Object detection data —

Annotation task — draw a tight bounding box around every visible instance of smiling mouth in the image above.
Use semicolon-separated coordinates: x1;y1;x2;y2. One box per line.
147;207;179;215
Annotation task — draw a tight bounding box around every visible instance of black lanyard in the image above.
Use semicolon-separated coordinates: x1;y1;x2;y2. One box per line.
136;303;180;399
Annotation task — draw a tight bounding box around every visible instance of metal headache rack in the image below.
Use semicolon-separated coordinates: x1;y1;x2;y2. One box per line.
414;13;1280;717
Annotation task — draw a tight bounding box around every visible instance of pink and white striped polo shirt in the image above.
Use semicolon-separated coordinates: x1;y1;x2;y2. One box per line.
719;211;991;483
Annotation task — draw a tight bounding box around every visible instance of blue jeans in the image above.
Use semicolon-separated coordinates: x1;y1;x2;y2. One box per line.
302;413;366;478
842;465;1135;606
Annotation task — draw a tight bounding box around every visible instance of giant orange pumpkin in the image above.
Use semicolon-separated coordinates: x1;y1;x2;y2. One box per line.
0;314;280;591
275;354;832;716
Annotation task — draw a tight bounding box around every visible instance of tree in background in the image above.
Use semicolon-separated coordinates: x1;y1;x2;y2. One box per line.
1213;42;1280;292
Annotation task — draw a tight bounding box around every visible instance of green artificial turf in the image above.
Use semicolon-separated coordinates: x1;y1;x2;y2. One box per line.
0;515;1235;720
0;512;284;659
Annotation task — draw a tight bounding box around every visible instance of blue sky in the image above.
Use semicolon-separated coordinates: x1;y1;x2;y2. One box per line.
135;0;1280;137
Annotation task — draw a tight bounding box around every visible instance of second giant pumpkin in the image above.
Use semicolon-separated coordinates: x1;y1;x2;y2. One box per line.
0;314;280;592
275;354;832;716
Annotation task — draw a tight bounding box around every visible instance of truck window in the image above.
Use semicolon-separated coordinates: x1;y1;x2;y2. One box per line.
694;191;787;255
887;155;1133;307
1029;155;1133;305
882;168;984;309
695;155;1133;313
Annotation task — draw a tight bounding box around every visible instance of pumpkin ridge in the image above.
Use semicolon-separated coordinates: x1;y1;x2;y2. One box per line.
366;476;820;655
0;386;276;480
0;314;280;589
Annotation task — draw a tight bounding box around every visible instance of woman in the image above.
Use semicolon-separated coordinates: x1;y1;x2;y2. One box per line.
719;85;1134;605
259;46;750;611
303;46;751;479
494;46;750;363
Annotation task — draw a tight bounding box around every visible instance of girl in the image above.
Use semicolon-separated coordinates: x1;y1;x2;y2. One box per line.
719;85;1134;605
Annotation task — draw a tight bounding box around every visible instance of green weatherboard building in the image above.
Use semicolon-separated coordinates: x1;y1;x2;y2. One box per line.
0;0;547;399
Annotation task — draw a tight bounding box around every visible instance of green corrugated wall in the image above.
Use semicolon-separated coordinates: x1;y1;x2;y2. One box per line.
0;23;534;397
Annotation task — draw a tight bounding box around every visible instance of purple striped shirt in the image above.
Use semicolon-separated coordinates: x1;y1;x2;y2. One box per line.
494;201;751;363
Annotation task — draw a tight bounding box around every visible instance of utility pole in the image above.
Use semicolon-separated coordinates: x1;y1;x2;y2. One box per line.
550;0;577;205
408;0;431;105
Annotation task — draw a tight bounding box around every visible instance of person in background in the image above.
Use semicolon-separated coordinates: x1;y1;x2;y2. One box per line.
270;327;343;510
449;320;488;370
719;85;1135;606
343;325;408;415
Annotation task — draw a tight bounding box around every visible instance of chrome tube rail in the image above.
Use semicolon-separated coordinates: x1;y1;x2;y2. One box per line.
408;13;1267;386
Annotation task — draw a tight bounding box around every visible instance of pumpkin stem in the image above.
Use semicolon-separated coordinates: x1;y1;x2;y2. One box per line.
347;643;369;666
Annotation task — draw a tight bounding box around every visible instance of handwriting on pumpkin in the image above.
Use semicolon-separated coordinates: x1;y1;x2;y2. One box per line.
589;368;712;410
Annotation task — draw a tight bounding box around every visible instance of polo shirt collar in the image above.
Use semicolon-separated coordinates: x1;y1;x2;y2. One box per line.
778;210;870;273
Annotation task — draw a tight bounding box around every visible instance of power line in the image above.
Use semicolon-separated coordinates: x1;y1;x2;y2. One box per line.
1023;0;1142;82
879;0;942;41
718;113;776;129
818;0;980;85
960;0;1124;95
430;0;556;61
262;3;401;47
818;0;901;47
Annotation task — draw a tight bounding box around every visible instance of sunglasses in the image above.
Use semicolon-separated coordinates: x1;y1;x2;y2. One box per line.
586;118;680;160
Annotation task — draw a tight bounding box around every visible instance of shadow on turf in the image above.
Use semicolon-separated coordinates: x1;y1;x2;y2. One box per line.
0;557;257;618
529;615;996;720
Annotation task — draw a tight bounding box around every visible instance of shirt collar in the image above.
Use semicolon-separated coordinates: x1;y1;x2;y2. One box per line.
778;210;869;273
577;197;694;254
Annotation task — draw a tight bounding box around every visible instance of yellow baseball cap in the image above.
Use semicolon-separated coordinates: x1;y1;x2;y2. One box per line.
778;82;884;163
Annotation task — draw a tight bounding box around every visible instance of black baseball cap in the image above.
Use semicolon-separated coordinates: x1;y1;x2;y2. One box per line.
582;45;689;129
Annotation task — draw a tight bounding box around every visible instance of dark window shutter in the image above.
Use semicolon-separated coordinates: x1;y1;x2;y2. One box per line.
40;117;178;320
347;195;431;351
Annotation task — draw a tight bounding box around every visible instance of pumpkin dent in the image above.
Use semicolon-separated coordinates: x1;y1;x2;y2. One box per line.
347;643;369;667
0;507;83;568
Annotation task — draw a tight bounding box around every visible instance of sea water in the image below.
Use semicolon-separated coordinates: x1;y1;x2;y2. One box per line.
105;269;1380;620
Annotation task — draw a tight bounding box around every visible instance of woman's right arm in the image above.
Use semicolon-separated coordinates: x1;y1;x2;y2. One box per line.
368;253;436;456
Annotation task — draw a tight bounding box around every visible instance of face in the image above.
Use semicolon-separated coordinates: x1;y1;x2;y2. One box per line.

TO DO — Give the lines of the data as a JSON list of strings, one string per line, leaving out blank lines.

RESPONSE TO THE TASK —
[
  "Annotation task — draw a tight bounding box around every visible instance of smiling mouth in the image above.",
  "Use semicolon-separated coordinates: x1;y1;x2;y2. One box per line.",
  "147;207;179;215",
  "Annotation task — draw a tight bounding box around every visible instance of black lanyard in the image above.",
  "Use semicolon-separated coordinates: x1;y1;x2;y2. One box per line.",
  "136;303;180;399",
  "Annotation task — draw a tight bounding box around every visible instance of metal headache rack in the image below.",
  "Use semicolon-separated coordinates: x1;y1;x2;y2. One box per line.",
  "414;13;1280;717",
  "Annotation task — draw a tight bounding box around every visible instance of pink and white striped polo shirt in the image above.",
  "Use semicolon-separated coordinates: x1;y1;x2;y2. One box per line.",
  "719;211;991;483",
  "Annotation task — draw a tight bounding box around every visible instance of blue jeans in the image above.",
  "Use semicolon-separated coordinates: x1;y1;x2;y2. One box per line.",
  "302;413;366;478",
  "842;465;1135;606",
  "Annotation task — draw a tight bounding box around every visible instance of giant orange pumpkin in the image above.",
  "Use semicolon-separated coordinates: x1;y1;x2;y2. One box per line.",
  "0;314;280;591",
  "275;354;832;716",
  "Annotation task — draw a tight bounding box around every visible instance of tree in background in the image above.",
  "Use semicolon-separated coordinates: x1;y1;x2;y2. One box per line.",
  "1213;42;1280;292",
  "Annotation task — draw a tight bounding box around every visible instance of green artificial turf in the image above.",
  "Use semicolon-separated coordinates: x1;y1;x2;y2. One box per line.",
  "0;515;1235;720",
  "0;512;284;659",
  "Annotation task — draw a tight bounding box around every visible instance of blue sky in the image above.",
  "Use semicolon-separated coordinates: x1;y1;x2;y2. One box per line.",
  "135;0;1280;137",
  "Annotation task — draw a tight bounding box around every visible instance of second giant pumpkin in the image above.",
  "Use semicolon-separated coordinates: x1;y1;x2;y2. One box per line.",
  "0;314;280;592",
  "275;354;832;716",
  "Annotation task — draw a tight bounding box around every visible instance of truck window in the image above.",
  "Use semicolon-separated coordinates: x1;y1;x2;y2. One box per line.",
  "694;191;787;255",
  "887;155;1133;307",
  "1029;155;1133;305",
  "882;168;984;309",
  "695;155;1133;313",
  "Annotation task — draw a tight bounding box around every visible instance of pumpkin ridge in the image above.",
  "Use semicolon-separated coordinates: x1;y1;x2;y2. One box per line.",
  "366;476;820;655",
  "0;386;276;480",
  "0;314;280;589",
  "Annotation task — draw a tight bounding box around every visible instance of woman in the image above.",
  "Use semicolon-separated coordinates: x1;y1;x2;y2. One box per line.",
  "719;85;1134;605",
  "259;46;750;611",
  "303;46;751;479",
  "494;46;750;363",
  "Annotation task — draw a tight bounding box around every visible instance of girl in the image above.",
  "Use semicolon-separated coordinates: x1;y1;x2;y2. One box per line.",
  "719;85;1134;605",
  "Annotation task — draw a tight bounding box around every visible instance of green weatherboard building in the image above.",
  "Use semicolon-separated coordinates: x1;y1;x2;y2. One box per line.",
  "0;0;547;399",
  "Annotation task — draw a tight bounding box around every visible instance of green corrugated wall in the image above.",
  "Use semicolon-separated coordinates: x1;y1;x2;y2. One box per line.",
  "0;23;534;397",
  "Annotation task — draw a tight bounding box around every visible instance of purple striped shirt in the image above.",
  "Use semicolon-separated coordinates: x1;y1;x2;y2. One box per line.",
  "494;201;751;363",
  "Annotation task — draw a tight bounding box around every visible instance of utility pole in the image above.",
  "Use semicolon-separated coordinates: x1;y1;x2;y2. One box per line.",
  "550;0;577;205",
  "408;0;431;105",
  "Annotation task — draw a tight bounding box around every visible instance of person in background in the image above.",
  "Use semicolon-separated coordinates: x1;y1;x2;y2. One box per line.",
  "270;327;343;510",
  "449;320;488;370",
  "719;85;1135;606",
  "343;325;408;415",
  "Annotation task — draw a tight bounding box around every visible instance of chrome tube rail in the image above.",
  "Use semicolon-separated coordinates: x1;y1;x2;y2. One box per line.",
  "408;13;1267;386",
  "Annotation task — draw a tight bounding box around every visible instance of pumpkin stem in the image above.",
  "Use semicolon-separated coordinates: x1;y1;x2;y2. One box per line.",
  "347;643;369;666",
  "Annotation task — draw a tight bounding box around every visible instance of handwriting on pumpkin in the image above.",
  "Use semicolon-separated coordinates: x1;y1;x2;y2. One box per line.",
  "589;368;712;410",
  "Annotation task — draw a tight bounding box around every visible instance of polo shirt collar in the image above.",
  "Use semicolon-separated coordinates: x1;y1;x2;y2. One box per line.",
  "778;210;870;273",
  "Annotation task — draw a tight bounding box around every visible instance of power line in the image above.",
  "Use semicolon-separated coordinates: x1;y1;x2;y2. One box per line.",
  "1023;0;1142;82",
  "879;0;942;41",
  "718;113;776;129",
  "818;0;980;85",
  "960;0;1124;95",
  "430;0;556;61",
  "262;3;401;47",
  "818;0;901;47",
  "Annotation task — draw a tight bounding box around every visible instance of sunglasses in the image above.",
  "Use semicolon-separated coordinates: x1;y1;x2;y2. One box per line.",
  "586;118;680;160",
  "Annotation task — draw a tight bounding box around every visible instance of shadow on turf in the image above.",
  "Use semicolon-separated coordinates: x1;y1;x2;y2. One box per line.",
  "0;557;257;618",
  "529;615;996;720",
  "Annotation task — draw a tight bounding box around every visible instance of shirt collar in the image above.",
  "Use semicolon-separated coordinates: x1;y1;x2;y2. One box per line.",
  "778;210;869;273",
  "577;197;694;254",
  "Annotation task — draw a tight bounding box around every visible instance of yellow baseball cap in the image above.",
  "Use semicolon-separated coordinates: x1;y1;x2;y2. One box per line.",
  "778;82;884;163",
  "Annotation task — draw a tight bounding box around every visible instance of black baseball cap in the image above.",
  "Use semicolon-separated coordinates: x1;y1;x2;y2. One box per line.",
  "582;45;689;129",
  "Annotation task — draw a tight bounding box around every visible instance of dark window shutter in the image above.",
  "Use semicolon-separated coordinates: x1;y1;x2;y2. One box per line.",
  "40;117;178;320",
  "347;195;431;351",
  "Annotation task — draw a tight bounding box around every visible instance of pumpkin dent in the image above.",
  "Use semicolon-separated coordinates: x1;y1;x2;y2. One box per line.",
  "347;643;369;667",
  "0;507;83;568",
  "Annotation task — draw a tight bounding box around every visible instance of sea water in the image below.",
  "Use semicolon-separated coordinates: x1;y1;x2;y2. One box per line.",
  "105;269;1380;620",
  "Annotation task — draw a tight bounding box around every visible instance of woman's right arm in the image above.",
  "Use semicolon-separated coordinates: x1;y1;x2;y2. One box per line.",
  "368;253;436;456",
  "Annotation task — draw a tight bounding box around every visible instance of face in the image above.",
  "Use semicolon-separated coordinates: x1;y1;x2;y2. One box per line."
]